** TASK TO CARRY OUT **
Render every line of the data below as a numbered list, skipping any blank lines.

(Records drawn from a data source)
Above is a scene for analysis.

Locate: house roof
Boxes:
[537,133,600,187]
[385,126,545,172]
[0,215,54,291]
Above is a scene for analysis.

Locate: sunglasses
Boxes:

** REPLY TO THE EXERCISE **
1. Above is a scene for analysis.
2. Locate: house roof
3. Boxes:
4. [537,133,600,187]
5. [385,126,545,172]
6. [0,215,54,291]
7. Above is a scene for analysis.
8. Locate: sunglasses
9. Boxes:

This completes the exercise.